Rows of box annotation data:

------

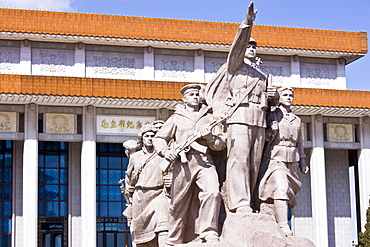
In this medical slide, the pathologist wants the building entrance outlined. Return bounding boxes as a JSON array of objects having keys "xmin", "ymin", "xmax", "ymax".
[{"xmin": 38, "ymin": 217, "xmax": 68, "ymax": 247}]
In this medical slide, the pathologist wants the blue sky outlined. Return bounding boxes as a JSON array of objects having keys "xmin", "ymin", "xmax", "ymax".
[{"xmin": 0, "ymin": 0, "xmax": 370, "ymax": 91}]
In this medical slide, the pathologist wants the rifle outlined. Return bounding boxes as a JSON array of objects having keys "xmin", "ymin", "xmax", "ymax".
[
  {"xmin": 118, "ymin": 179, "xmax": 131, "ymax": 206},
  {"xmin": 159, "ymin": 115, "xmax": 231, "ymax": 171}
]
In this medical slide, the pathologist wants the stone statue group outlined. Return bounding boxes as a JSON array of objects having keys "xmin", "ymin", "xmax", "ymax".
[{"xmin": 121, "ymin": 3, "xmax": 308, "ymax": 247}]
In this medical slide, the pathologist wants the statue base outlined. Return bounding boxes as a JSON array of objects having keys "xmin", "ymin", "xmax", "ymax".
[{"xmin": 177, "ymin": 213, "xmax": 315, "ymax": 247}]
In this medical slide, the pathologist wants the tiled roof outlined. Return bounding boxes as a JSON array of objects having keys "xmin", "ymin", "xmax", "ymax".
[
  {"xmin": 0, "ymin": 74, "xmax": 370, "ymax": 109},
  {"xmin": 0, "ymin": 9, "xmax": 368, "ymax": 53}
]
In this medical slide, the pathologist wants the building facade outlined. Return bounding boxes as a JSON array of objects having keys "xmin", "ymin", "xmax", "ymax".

------

Write the records out again in full, exactly, and skip every picture.

In this medical slide, the pathologist wants the building entrance outlined. Return bounding boxes as a JSON array of objects having keys "xmin", "ymin", "xmax", "ymax".
[{"xmin": 38, "ymin": 217, "xmax": 68, "ymax": 247}]
In this medical slide, the pathologist wants the blue sky outlined. Return bounding boxes as a JSON array of objects having keys "xmin", "ymin", "xmax", "ymax".
[{"xmin": 0, "ymin": 0, "xmax": 370, "ymax": 91}]
In this medical slide, the pathologist wants the rifle outlined. Return bounding boxes as a JSON array of objects having keys "xmin", "ymin", "xmax", "ymax".
[
  {"xmin": 118, "ymin": 179, "xmax": 131, "ymax": 206},
  {"xmin": 159, "ymin": 115, "xmax": 231, "ymax": 171}
]
In this medical slide, the pathologist wants the stone statue group outlined. Return bounding boxes as a JSON array of objects having keys "xmin", "ymin", "xmax", "ymax".
[{"xmin": 121, "ymin": 3, "xmax": 308, "ymax": 247}]
In this medical slide, the pathologist wants the statue base outlined. Return bounding boxes as a JSON array of objects having keys "xmin", "ymin", "xmax", "ymax".
[{"xmin": 177, "ymin": 213, "xmax": 315, "ymax": 247}]
In this medical slide, the pathologist wants the tiled roof outlined. Return bounding boxes as a JSON array of objects having keys "xmin", "ymin", "xmax", "ymax".
[
  {"xmin": 0, "ymin": 74, "xmax": 370, "ymax": 109},
  {"xmin": 0, "ymin": 9, "xmax": 368, "ymax": 53}
]
In this medical slide, the pathologist wants the building facade outlined. Return bounding boxes as a JSON array of objects having keys "xmin", "ymin", "xmax", "ymax".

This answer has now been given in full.